▶ **OBJECTIVE**
Could you rewrite the entries from the line that contains "the truck side" through the end of the entries, putting "silver bumper" in place of "chrome bumper" and leaving everything else unchanged?

(Entries taken from a collection)
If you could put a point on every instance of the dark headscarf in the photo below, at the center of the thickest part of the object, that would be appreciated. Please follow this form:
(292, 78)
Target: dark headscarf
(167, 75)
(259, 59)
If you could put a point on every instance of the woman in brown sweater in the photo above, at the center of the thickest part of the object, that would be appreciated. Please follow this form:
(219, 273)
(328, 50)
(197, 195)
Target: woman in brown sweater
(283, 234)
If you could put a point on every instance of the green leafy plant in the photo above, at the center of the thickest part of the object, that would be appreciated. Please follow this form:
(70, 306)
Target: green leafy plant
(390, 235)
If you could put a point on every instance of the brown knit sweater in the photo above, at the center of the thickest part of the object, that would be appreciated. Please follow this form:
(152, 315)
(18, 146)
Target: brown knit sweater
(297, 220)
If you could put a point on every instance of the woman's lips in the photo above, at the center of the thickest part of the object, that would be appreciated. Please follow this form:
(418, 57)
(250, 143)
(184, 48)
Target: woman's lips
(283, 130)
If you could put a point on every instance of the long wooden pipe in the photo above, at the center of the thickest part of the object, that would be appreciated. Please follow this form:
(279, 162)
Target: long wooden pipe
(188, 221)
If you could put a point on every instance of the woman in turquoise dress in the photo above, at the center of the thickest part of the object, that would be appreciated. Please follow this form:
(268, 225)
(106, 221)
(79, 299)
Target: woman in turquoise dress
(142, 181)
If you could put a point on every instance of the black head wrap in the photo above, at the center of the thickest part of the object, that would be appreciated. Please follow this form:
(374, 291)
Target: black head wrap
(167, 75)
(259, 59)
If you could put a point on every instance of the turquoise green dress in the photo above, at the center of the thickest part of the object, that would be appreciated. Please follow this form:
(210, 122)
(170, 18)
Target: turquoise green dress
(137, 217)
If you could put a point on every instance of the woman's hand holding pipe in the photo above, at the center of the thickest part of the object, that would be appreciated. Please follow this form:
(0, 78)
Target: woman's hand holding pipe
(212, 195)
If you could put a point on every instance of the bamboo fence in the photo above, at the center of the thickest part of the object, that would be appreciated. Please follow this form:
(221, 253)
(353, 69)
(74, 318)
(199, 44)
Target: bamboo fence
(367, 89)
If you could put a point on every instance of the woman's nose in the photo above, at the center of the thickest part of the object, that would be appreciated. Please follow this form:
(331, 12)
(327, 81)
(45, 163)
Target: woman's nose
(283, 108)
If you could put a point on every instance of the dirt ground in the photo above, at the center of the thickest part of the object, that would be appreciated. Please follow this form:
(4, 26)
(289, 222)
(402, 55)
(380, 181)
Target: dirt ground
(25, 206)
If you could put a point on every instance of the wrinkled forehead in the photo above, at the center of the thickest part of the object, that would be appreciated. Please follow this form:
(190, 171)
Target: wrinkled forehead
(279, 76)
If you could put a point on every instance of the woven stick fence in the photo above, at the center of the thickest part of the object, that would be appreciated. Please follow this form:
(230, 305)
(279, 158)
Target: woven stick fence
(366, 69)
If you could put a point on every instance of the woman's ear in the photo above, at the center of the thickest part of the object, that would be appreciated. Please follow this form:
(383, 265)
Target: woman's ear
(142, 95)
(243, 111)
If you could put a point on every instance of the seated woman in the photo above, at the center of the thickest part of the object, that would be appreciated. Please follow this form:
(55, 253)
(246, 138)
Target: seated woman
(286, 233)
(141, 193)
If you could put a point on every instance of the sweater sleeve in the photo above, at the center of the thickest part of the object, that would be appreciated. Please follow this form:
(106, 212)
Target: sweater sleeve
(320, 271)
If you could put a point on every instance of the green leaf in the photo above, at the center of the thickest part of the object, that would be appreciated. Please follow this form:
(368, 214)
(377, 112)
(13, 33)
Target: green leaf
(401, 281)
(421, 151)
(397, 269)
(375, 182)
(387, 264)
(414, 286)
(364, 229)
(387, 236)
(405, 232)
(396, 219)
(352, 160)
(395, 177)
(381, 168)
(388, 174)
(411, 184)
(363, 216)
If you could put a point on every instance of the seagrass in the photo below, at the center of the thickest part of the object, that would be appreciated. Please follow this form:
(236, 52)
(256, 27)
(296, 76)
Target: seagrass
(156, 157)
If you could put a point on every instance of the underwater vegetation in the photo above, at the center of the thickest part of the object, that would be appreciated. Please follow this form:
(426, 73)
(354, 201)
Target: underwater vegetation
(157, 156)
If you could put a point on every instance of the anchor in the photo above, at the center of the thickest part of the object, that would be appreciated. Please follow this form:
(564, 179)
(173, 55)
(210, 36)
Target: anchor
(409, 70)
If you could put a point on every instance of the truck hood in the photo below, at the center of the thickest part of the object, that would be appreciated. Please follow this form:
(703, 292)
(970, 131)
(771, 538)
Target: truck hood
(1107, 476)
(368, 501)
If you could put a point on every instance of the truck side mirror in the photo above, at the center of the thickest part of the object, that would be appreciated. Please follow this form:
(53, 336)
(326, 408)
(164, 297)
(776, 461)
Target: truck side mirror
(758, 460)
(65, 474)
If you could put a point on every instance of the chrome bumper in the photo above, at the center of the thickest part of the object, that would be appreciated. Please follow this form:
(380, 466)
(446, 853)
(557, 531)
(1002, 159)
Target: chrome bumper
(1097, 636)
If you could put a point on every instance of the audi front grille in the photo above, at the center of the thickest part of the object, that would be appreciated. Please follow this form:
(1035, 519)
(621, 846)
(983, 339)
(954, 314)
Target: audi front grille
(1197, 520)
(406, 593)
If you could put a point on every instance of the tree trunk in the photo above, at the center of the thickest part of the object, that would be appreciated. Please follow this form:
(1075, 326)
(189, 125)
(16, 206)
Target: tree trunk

▶ **RESPONSE TO THIS TASK**
If you could put a point on every instance of the truck side mirror in the photo above, at the center of the thickest part of the object, that would be appreciated. Please follow this form:
(53, 336)
(326, 408)
(164, 297)
(776, 461)
Target: truck side mirror
(758, 460)
(65, 474)
If you could put a point on every instance of the silver bumper in the photo above, at the center of the thickest part of the object, that would be appreciated. Please follow this form:
(380, 466)
(446, 853)
(557, 531)
(1002, 159)
Target: silver bumper
(1097, 636)
If you could put a point on every instance of the audi front grille in the photo above, at the center of the thickest part of the object, that would be appreciated. Please follow this form:
(1035, 519)
(621, 846)
(983, 339)
(954, 314)
Target: audi front grille
(1197, 520)
(406, 593)
If you could put a point on every instance of the tree trunk in the photo above, at the center of the thickest part of the object, that would be appreciated. Please follow this form:
(1075, 326)
(189, 125)
(16, 206)
Target: tree trunk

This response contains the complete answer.